= Document segment =
────────────────────────────────────────
Wednesday, February 1, 2012

The Right Leader

People & Politics


A nation which has forgotten the quality of courage which in the past has been brought to public life is not as likely to insist upon or regard that quality in its chosen leaders today — and in fact we have forgotten.
President John F. Kennedy

A good leader can make all the difference to a nation. More so than a bad leader. A good leader, with vision, courage and moral acuity can change a nation's direction, from one mired in poverty, corruption and cronyism to one that delights in all of the advantages of democracy, including a booming middle class, transparency and equal opportunity for all. Many persons in the United States and Canada, for example, feel that this is not the case, deep in despair and feeling that things are grim. Sadly, they are not wrong.

A good leader can help make a nation optimistic, which is not the same as patriotic or nationalistic. A good leader not only understand the virtue of justice, but rightly applies it, moderating self-interest with the needs of others. The Great Divide in the U.S., for example, is not between Republican and Democrat, but between the elites and everyone else, including a shrinking middle-class that has lost much of its power in the last 30 years.

Some conservative columnists call this "class envy." They, however, miss the mark, intentionally or otherwise: it's class survival pure and simple. A good leader would acknowledge this and start addressing this unfairness. Such needs to be explored and developed further; it takes a leader with a mature moral vision, one who is disinterested and courageous. Such leaders are rare, which explains why they are so little evident.

So, now we come to the crux of the matter, the heart of the issue. It's campaign season once again in the United States, and it's an uninspiring field. We see few such people today who are speaking for the majority, namely, the middle-class, the working class and the working poor. Although many people running for office today attempt to project the image of understanding and caring, they do a poor job of it and are not believed.

It's often viewed as a fraud, a sham, a performance with the aim to get elected. The candidates need the votes of the "little people." Afterwards, they generally become unimportant, that is, until the next election and the process begins once again. Such is the feelings of many on the street, who are shunted aside after the election. That greatly explains why voter turnout percentages in U.S. presidential elections have been below 60% since 1972. Other industrialized nations, including Canada, Britain, France and Germany have seen a corresponding decrease in voter participation in the democratic process.
────────────────────────────────────────
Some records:
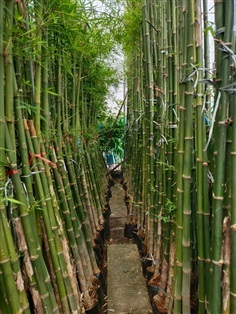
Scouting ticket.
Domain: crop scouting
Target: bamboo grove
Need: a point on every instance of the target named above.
(53, 84)
(180, 150)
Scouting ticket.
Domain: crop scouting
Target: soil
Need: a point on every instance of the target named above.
(127, 291)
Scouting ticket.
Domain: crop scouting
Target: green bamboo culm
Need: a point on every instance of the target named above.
(223, 69)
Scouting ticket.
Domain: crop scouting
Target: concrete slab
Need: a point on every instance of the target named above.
(127, 292)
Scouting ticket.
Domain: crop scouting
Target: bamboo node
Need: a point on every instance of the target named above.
(186, 177)
(201, 259)
(188, 138)
(218, 263)
(33, 257)
(233, 227)
(233, 294)
(220, 198)
(179, 264)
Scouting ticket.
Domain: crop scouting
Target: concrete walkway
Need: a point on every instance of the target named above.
(127, 291)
────────────────────────────────────────
= Challenge A =
Restate the leadership essay's paragraph beginning "So, now we come to the crux of the matter" in a shorter form, keeping its main facts.
= Challenge B =
Repeat word for word the passage of the leadership essay from "The Right Leader" up to and including "are not wrong.".

= Final result A =
It is campaign season in the United States again, and the field of candidates is uninspiring. Few people today speak for the majority: the middle class, the working class and the working poor. Many candidates try to project an image of understanding and caring, but they do it poorly and are not believed.

= Final result B =
The Right Leader

People & Politics


A nation which has forgotten the quality of courage which in the past has been brought to public life is not as likely to insist upon or regard that quality in its chosen leaders today — and in fact we have forgotten.
President John F. Kennedy

A good leader can make all the difference to a nation. More so than a bad leader. A good leader, with vision, courage and moral acuity can change a nation's direction, from one mired in poverty, corruption and cronyism to one that delights in all of the advantages of democracy, including a booming middle class, transparency and equal opportunity for all. Many persons in the United States and Canada, for example, feel that this is not the case, deep in despair and feeling that things are grim. Sadly, they are not wrong.